__DIRECTIVE__:
Set down each entry from the block beneath, exactly as written.

Dataset rows:
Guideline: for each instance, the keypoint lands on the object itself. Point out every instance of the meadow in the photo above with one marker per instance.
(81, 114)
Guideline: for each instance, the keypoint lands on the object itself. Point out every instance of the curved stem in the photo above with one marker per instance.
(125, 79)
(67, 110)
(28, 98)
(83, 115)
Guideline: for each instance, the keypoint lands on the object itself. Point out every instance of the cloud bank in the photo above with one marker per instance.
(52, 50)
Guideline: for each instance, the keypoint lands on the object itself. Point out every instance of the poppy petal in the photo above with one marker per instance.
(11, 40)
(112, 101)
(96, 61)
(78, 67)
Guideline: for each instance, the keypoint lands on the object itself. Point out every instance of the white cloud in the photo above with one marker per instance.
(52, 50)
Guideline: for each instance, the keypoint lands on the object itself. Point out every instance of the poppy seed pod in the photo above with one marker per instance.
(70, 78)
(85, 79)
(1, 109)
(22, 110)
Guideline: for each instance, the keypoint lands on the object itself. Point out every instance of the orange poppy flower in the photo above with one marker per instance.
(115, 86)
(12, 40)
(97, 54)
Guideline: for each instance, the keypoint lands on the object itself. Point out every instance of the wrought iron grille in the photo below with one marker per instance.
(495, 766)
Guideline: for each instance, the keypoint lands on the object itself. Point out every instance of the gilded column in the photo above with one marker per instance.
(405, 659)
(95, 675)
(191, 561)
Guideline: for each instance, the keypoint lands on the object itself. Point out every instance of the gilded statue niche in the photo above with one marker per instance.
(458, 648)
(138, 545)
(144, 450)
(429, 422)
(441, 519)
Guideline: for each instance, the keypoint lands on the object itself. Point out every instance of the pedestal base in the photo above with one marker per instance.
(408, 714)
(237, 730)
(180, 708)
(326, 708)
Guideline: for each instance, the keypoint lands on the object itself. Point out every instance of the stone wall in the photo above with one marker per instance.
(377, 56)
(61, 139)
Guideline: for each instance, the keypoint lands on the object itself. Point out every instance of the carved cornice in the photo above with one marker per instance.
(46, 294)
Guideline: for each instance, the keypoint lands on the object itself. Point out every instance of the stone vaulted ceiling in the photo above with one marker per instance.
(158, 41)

__EXERCISE OUTPUT__:
Guideline: for each instance, the keypoint lands on the object itself. Point out every instance of the meadow in the photo above with one marker per instance.
(81, 114)
Guideline: for each instance, the keypoint lands on the object itself. Point out every instance of the curved stem in the photo above with one marker per instance.
(125, 79)
(67, 110)
(28, 98)
(83, 115)
Guideline: for each instance, the keypoint lands on the object itself. Point out every instance of the cloud bank in the photo above with one marker per instance.
(52, 50)
Guideline: for each instance, the keypoint lands on the object itself. Point out every instance of the poppy petal in the photo above with one marker per instance.
(11, 40)
(112, 101)
(96, 61)
(78, 67)
Guideline: for each instance, the keypoint lands on the object itself. Point out every instance of the white cloud in the photo above with one marker per instance.
(52, 50)
Guideline: for each instance, the keypoint lands on the object itself. Point out every instance of the poppy seed pod in the photo above with one marker per instance.
(70, 78)
(85, 79)
(1, 109)
(22, 110)
Guideline: for each instance, the keypoint lands on the object itself. Point out every instance of the orange poppy flower in the photo above with one marker per instance.
(115, 86)
(12, 40)
(97, 54)
Guideline: for each instance, the keypoint lands on the object itself. Point out every instance of the wrought iron grille in the photo below with one marker per instance.
(495, 766)
Guideline: for each instance, the keypoint lands on the object itself. Point out every instance of the gilded column in the photo above with one marker per instance.
(405, 659)
(95, 675)
(191, 561)
Guideline: for each instance, the keypoint lands on the object itself. Point out every instance of the gilded statue niche in the photo above with one marker per instance.
(458, 648)
(138, 545)
(144, 450)
(429, 422)
(441, 519)
Guideline: for each instance, the keypoint lands on the object itself. Point out every instance of the pedestal base in the photo above with one marker per instance.
(408, 714)
(237, 730)
(180, 708)
(326, 708)
Guideline: for each instance, the keypoint lands on the object itself. Point out every instance of the stone wall in the photo above with one marker per instance.
(377, 56)
(61, 139)
Guideline: for each instance, the keypoint lands on the object itself. Point out every instance of the carved cornice in the photo above with one marker per instance.
(46, 294)
Guideline: for each instance, the keypoint lands on the object itself. Point out every instance of the stone vaulted ceiling in the photo above with one marker per instance.
(158, 41)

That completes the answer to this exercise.